→ Extracted data records:
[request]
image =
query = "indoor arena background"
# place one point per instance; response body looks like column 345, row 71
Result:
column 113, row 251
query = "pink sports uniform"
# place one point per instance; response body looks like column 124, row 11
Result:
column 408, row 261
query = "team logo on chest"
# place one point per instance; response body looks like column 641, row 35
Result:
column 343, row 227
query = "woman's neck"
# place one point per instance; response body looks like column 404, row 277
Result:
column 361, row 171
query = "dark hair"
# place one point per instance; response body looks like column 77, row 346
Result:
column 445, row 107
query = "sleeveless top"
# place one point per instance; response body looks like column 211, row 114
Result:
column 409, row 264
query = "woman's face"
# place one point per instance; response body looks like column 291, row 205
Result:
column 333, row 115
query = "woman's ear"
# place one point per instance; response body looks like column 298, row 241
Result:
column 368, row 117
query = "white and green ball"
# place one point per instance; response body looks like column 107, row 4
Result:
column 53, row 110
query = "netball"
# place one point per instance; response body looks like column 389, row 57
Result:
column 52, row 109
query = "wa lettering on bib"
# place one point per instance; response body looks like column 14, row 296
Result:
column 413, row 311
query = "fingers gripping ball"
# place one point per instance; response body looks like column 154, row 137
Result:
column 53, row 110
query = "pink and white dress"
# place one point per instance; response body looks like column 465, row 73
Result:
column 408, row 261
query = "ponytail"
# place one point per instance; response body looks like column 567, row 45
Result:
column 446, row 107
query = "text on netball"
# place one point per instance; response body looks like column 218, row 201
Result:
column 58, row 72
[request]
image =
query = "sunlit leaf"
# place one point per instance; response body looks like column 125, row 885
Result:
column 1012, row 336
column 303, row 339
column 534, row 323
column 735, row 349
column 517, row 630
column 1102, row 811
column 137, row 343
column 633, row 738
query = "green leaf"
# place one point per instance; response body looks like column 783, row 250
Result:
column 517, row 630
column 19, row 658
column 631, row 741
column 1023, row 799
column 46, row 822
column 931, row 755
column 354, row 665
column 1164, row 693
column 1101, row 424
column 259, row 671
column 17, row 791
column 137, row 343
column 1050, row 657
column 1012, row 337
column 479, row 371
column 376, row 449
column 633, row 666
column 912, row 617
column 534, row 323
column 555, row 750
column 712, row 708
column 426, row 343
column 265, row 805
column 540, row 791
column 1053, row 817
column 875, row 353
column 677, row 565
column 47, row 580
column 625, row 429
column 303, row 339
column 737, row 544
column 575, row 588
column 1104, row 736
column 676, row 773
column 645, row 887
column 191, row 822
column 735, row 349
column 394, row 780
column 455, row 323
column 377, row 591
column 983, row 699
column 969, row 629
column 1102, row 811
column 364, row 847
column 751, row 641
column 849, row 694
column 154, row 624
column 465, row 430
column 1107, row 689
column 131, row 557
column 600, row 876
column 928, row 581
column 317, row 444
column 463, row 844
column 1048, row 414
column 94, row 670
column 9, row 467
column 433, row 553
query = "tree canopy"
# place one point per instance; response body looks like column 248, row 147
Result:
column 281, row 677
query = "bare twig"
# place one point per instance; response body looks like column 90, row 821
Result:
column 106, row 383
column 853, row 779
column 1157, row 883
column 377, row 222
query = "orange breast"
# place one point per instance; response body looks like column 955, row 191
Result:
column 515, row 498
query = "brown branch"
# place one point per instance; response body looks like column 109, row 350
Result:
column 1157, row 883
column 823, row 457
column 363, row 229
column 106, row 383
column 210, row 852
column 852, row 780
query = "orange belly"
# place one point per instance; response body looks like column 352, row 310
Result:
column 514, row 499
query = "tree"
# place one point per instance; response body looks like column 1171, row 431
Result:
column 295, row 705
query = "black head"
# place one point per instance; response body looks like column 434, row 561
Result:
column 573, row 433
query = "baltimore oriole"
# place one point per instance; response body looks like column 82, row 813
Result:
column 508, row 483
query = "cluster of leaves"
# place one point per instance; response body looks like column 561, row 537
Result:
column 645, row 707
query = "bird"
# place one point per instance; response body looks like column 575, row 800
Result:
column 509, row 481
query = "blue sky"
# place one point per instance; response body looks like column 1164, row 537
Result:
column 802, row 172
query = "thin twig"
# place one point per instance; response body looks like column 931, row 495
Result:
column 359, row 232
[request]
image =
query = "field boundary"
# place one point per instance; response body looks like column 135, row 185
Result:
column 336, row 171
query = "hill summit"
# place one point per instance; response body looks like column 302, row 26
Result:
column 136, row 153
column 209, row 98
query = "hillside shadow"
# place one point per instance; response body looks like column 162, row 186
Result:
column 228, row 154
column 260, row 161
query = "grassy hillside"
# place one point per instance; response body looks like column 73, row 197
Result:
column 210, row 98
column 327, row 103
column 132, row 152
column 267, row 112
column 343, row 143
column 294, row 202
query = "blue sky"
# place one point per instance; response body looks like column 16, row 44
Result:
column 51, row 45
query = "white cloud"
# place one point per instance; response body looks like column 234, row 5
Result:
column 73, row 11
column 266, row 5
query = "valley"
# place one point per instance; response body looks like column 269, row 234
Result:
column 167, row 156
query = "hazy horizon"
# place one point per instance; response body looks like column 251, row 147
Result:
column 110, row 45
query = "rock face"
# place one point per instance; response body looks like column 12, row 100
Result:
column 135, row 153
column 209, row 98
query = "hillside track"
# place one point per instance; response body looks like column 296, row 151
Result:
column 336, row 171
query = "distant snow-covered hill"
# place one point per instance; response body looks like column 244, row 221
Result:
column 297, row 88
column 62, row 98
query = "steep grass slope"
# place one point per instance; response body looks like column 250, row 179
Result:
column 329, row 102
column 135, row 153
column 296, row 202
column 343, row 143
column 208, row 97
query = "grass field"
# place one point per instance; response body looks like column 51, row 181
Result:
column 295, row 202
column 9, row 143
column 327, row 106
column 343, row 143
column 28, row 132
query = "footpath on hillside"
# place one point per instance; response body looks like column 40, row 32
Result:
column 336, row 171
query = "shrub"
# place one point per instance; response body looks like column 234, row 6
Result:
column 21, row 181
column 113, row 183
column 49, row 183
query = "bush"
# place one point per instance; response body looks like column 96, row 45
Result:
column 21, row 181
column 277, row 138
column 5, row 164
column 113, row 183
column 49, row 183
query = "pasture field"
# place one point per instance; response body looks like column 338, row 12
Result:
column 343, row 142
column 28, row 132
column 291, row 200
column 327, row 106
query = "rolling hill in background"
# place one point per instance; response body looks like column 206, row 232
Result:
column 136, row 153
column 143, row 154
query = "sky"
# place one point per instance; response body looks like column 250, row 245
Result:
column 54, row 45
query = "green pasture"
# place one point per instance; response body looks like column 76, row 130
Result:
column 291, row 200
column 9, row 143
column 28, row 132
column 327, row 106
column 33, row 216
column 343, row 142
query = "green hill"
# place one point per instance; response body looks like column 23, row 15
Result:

...

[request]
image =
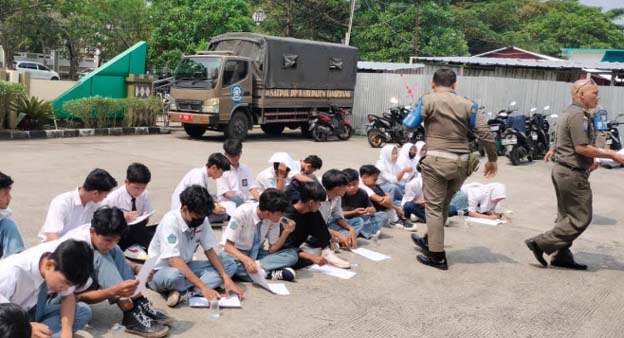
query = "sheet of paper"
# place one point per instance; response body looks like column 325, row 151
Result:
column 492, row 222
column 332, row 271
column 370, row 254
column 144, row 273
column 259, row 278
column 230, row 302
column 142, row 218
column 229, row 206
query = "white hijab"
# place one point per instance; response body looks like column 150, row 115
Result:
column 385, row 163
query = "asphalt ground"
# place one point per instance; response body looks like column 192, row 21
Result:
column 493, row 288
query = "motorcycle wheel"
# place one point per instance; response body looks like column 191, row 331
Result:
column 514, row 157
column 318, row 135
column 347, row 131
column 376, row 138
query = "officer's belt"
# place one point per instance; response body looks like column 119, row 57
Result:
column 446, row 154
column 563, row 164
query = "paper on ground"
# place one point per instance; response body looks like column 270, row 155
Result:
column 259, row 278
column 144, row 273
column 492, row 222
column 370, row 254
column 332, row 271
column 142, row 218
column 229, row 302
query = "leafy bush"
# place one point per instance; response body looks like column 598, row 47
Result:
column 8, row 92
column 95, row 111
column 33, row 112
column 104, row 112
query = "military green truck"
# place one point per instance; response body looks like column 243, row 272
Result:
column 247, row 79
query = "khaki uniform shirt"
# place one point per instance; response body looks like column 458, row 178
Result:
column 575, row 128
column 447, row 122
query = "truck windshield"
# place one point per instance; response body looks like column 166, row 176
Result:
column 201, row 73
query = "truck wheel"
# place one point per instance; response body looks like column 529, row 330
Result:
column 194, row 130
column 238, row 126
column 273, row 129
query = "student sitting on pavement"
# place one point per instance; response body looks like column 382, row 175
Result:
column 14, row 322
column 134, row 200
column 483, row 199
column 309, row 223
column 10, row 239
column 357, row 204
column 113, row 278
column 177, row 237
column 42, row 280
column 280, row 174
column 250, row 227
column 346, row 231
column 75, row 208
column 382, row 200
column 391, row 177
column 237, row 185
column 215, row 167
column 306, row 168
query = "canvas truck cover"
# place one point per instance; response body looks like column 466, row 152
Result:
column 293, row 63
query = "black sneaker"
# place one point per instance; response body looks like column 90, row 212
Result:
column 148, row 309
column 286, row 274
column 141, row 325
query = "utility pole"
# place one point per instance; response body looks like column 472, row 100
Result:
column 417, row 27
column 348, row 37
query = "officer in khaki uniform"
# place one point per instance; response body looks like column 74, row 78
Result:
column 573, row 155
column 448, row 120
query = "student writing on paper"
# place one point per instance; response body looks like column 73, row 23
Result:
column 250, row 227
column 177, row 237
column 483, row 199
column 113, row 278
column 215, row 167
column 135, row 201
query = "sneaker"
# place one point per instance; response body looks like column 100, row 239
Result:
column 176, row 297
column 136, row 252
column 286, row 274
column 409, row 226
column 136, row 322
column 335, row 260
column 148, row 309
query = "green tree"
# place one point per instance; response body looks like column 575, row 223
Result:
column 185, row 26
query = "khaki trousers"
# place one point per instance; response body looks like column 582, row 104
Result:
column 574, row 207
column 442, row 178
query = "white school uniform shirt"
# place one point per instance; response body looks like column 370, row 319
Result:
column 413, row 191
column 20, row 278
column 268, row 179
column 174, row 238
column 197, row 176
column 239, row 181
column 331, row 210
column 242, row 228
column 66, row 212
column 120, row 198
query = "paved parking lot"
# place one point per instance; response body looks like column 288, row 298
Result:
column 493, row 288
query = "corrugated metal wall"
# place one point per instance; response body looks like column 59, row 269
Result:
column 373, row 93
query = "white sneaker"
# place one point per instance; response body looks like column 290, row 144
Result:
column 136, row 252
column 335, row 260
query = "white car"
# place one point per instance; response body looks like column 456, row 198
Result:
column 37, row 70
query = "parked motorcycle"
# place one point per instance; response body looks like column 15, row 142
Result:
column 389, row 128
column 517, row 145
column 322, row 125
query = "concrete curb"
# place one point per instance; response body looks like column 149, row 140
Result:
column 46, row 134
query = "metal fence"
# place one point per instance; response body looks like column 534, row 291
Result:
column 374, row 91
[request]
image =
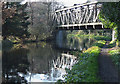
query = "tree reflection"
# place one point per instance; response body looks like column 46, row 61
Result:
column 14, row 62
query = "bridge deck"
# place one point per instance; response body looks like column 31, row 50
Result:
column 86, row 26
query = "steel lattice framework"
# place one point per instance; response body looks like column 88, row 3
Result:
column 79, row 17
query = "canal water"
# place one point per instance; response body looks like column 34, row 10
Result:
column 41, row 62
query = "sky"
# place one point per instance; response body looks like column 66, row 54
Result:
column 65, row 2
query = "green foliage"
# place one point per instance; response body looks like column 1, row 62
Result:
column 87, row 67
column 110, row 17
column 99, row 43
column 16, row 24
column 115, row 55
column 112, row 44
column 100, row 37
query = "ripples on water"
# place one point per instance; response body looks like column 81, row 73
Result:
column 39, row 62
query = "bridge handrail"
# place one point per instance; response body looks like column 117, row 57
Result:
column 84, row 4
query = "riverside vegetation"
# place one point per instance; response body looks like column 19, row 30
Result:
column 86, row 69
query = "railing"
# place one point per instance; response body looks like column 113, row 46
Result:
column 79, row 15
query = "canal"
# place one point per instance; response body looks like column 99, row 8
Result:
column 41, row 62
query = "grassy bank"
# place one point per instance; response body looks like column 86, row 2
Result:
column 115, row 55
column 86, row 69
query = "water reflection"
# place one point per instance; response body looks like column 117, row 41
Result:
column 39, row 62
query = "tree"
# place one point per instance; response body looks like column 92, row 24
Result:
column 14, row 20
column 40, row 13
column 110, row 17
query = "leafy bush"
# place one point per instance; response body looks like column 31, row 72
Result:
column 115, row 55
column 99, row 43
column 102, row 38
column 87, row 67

→ AIM OF THE EXERCISE:
Identify every line in the material that contains the string "water" and copy each one. Matching is case-sensitive.

→ PROBLEM SOLUTION:
query = "canal water"
query = "ripples on water"
query = "water reflection"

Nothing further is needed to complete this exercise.